→ Segmentation data
╔══
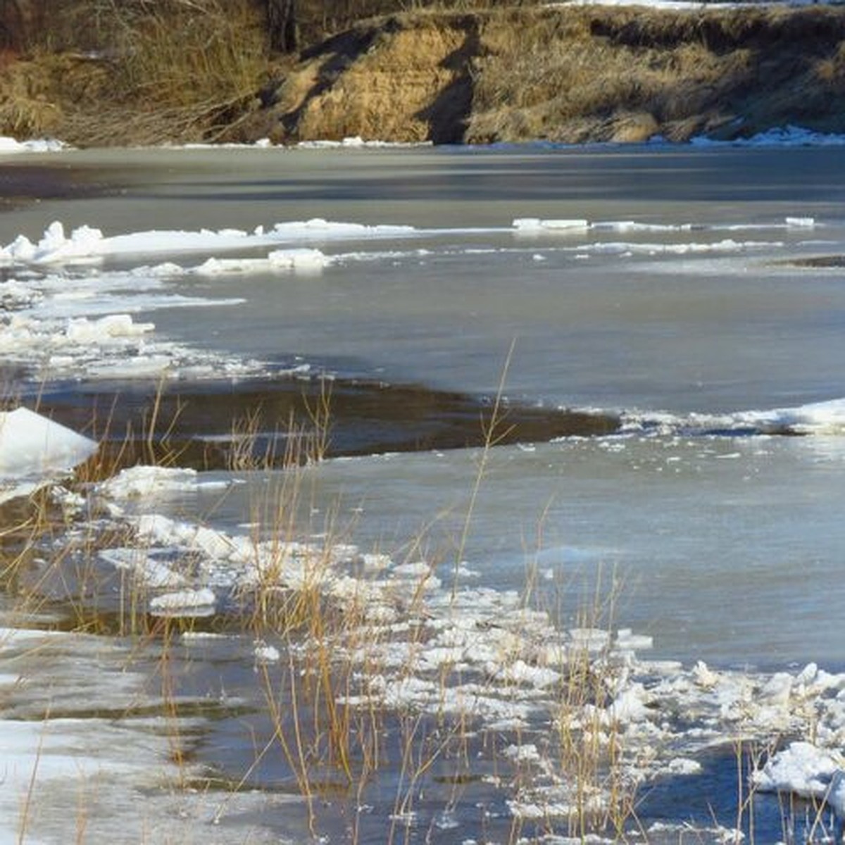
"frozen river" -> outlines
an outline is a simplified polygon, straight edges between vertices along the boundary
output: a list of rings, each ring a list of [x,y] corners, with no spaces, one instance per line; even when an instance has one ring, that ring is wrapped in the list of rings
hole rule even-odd
[[[92,396],[139,401],[166,373],[174,395],[204,397],[194,444],[231,433],[232,397],[266,410],[292,384],[334,384],[334,457],[303,470],[297,504],[312,533],[330,515],[346,541],[422,557],[444,584],[529,583],[562,626],[611,592],[603,624],[651,638],[652,659],[842,671],[842,161],[669,146],[17,158],[0,173],[0,360],[12,392],[75,428]],[[354,391],[366,413],[341,401]],[[503,425],[538,422],[485,453],[499,393]],[[561,409],[601,432],[556,436]],[[264,413],[264,441],[281,443],[286,412]],[[272,474],[214,469],[129,512],[243,534]],[[224,569],[194,586],[220,600]]]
╚══
→ GOAL OF THE EXERCISE
Reproduce all of the items above line for line without any changes, but leave the pictures out of your answer.

→ RESPONSE TO THE TASK
"frozen river" -> outlines
an outline is a simplified polygon, straight edges between vertices along the boundary
output: a list of rings, each ring a list of [x,y] corners, with no spaces, one instance per line; even when an instance has one ring, that ring is wrapped in the list of rings
hole rule even-odd
[[[92,396],[139,401],[166,373],[174,395],[204,397],[194,444],[231,433],[232,397],[266,410],[292,384],[334,384],[334,457],[303,470],[297,504],[312,533],[330,515],[346,541],[422,557],[444,584],[529,583],[562,626],[611,592],[603,624],[651,638],[652,659],[842,671],[842,161],[669,146],[17,158],[0,173],[0,360],[12,392],[75,428]],[[354,391],[366,413],[341,401]],[[503,425],[538,422],[485,453],[499,393]],[[561,409],[601,432],[556,436]],[[264,413],[264,441],[281,443],[286,412]],[[272,474],[214,469],[129,512],[243,534]],[[224,569],[194,586],[220,600]]]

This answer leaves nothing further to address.